==== SUPPLIED RECORDS ====

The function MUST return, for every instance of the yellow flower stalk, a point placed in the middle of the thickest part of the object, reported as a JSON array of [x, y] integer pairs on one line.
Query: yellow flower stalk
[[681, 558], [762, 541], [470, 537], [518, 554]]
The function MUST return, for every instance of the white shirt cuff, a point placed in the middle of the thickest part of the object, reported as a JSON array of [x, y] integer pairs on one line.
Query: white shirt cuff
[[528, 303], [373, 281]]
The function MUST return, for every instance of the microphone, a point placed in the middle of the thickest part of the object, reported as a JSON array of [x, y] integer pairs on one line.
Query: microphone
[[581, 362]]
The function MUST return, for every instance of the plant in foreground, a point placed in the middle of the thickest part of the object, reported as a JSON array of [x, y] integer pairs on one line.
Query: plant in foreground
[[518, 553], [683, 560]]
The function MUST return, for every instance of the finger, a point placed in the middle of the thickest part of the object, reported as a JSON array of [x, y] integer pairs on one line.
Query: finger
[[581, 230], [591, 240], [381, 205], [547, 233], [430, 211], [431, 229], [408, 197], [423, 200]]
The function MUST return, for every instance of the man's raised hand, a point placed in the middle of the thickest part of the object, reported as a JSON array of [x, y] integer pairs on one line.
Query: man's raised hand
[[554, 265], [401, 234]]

====

GIVEN TASK >> All of the material above needs to be copied exactly.

WRITTEN ANSWER >>
The function MUST return, for every instance of the yellow flower stalk, a point placed in the middle of the thickest part of the object, reported as a JSON array of [x, y] integer pairs on one line.
Query: yellow flower stalk
[[681, 558], [762, 541], [470, 537], [518, 554]]
The function MUST return, for every instance of the white shirt cuff, a point placed in the middle of the thickest part of the object, reported as a JSON array of [x, y] integer pairs on one line.
Query: white shirt cuff
[[528, 303], [373, 281]]
The function MUST return, for every instance of the microphone, a point placed in the middle of the thickest part of the object, reported as a JSON array of [x, y] integer pairs on one line.
Query: microphone
[[581, 362]]
The function MUST return, for every instance of the plant in foreground, a point placed in the middle of the thickest part of the object, reported as a JSON array of [x, y] integer pairs on one line.
Query: plant in foreground
[[518, 553], [683, 560]]
The function MUST return, for every instance of the finger, a point placed in the middle of the thickest part of the object, reported as a JSON array of [x, y] integer pairs on one line.
Query: finger
[[581, 230], [591, 240], [381, 205], [547, 233], [430, 211], [431, 229], [408, 197], [423, 200]]
The function MUST return, for every instance of the man's raised hand, a point placed in the middle of the thickest part of the object, reported as a JSON array of [x, y] integer pairs on one line.
Query: man's raised hand
[[554, 265], [401, 234]]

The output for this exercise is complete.